Reproduce every item below word for word, changing nothing.
** begin **
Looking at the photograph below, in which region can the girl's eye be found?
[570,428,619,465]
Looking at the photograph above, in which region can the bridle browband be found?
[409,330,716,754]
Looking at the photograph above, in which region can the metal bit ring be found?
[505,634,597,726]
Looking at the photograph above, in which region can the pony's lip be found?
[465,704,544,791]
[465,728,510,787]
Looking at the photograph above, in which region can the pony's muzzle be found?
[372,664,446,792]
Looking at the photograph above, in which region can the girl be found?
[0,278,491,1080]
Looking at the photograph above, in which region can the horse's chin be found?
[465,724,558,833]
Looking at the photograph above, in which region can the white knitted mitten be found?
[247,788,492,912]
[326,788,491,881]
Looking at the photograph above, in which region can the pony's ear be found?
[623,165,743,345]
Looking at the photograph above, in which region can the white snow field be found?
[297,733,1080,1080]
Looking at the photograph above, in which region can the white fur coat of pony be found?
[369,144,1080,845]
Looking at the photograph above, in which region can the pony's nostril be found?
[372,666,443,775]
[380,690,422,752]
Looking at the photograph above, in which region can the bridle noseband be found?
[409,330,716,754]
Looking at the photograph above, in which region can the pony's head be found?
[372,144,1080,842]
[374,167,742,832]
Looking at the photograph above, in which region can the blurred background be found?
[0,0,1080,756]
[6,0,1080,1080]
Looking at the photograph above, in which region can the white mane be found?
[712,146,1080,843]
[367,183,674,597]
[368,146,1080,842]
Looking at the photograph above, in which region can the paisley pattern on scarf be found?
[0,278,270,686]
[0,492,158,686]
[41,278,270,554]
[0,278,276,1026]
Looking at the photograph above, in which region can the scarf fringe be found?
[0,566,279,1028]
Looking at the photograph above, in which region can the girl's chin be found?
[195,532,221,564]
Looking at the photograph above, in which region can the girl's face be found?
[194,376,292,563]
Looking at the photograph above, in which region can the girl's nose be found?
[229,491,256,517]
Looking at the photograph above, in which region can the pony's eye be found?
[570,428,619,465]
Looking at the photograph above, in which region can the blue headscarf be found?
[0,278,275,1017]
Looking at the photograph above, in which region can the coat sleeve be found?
** end **
Task solution:
Looking at the photograph below, in which region can the girl's eye be found?
[570,428,619,465]
Looking at the photograph above, in which region can the bridle browband be found?
[409,330,716,754]
Looking at the photograph above, in which region can the metal bit ring be found?
[505,634,597,726]
Looking at the photograph above, in which region can the pony's lip be found?
[465,704,544,791]
[465,728,510,787]
Looking at the photograph above, in which region can the pony's muzzle be found?
[372,664,446,792]
Looking at the photograph above, in which region can the girl be found?
[0,278,491,1080]
Looking at the photograph above, in which region can the horse's chin be found?
[465,724,558,833]
Looking at the photograph above, in which region can the white knitted mitten be found?
[247,788,492,912]
[326,788,491,881]
Looking at the photograph above, in which region can the pony's ear be found?
[623,165,743,345]
Looking at the photograph above, in which region can the white snow field be found?
[297,733,1080,1080]
Looking at the photograph above, in which region can the white fur coat of pony be found?
[369,144,1080,845]
Looking at the photograph above, in which region can the pony's nostril be found?
[372,666,443,775]
[380,690,422,752]
Looking at the photograph above, in which region can the bridle noseband be found?
[409,330,716,754]
Looking at the photograph above, in which region can the pony's head be found?
[372,144,1080,842]
[374,167,742,832]
Looking at the photograph above, in which region can the blurred background be found?
[0,0,1080,756]
[6,0,1080,1080]
Looking at the photograph above, in which region can the white mane be found?
[712,146,1080,843]
[367,183,674,597]
[368,146,1080,842]
Looking at the photograph above, in which region can the paisley pattern on scarf be found?
[0,278,270,686]
[0,492,158,686]
[41,278,270,554]
[0,278,276,1026]
Looking at the photograph above, in which region can the scarf fringe be found?
[0,566,279,1028]
Looking at the photograph above, in which region can the girl's chin be found?
[195,532,221,564]
Looking at the photograph above, in which region can the girl's face be found?
[194,376,292,563]
Looking at the photograph above, in which region can the girl's nose be found?
[229,491,256,517]
Looking at the photograph above, in which region can the pony's eye be found?
[570,428,619,465]
Looking at the photograph above, in which region can the blue headscarf be found?
[0,278,275,1017]
Looking at the photograph above, in which region can the coat sleeve be found?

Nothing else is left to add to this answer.